→ TASK DIRECTIONS
Extract every line of the items below that contains the string "Query". Matching is case-sensitive.
***** DATA FOR THE TASK *****
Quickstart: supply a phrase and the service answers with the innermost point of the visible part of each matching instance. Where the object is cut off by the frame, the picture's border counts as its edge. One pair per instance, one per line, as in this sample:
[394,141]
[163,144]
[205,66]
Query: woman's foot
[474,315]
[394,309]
*****
***** DATA FOR THE TASK *****
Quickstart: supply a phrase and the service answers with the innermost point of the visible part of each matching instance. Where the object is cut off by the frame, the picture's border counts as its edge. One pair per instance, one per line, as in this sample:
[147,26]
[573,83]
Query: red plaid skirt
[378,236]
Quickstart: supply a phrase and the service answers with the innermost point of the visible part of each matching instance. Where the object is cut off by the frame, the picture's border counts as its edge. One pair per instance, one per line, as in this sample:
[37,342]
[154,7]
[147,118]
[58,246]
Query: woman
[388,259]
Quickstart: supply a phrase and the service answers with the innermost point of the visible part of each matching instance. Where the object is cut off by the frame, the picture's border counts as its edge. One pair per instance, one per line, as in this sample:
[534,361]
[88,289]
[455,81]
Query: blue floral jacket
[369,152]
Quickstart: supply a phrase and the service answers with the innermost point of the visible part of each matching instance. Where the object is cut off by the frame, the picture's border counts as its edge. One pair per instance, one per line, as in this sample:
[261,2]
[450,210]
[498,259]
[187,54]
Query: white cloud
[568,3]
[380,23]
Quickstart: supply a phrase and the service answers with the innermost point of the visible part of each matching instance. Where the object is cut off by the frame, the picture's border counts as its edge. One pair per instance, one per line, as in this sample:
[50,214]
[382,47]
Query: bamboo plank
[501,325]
*****
→ RESULT
Query: woman's foot
Query: red plaid skirt
Query: woman
Query: blue floral jacket
Query: white cloud
Query: bamboo plank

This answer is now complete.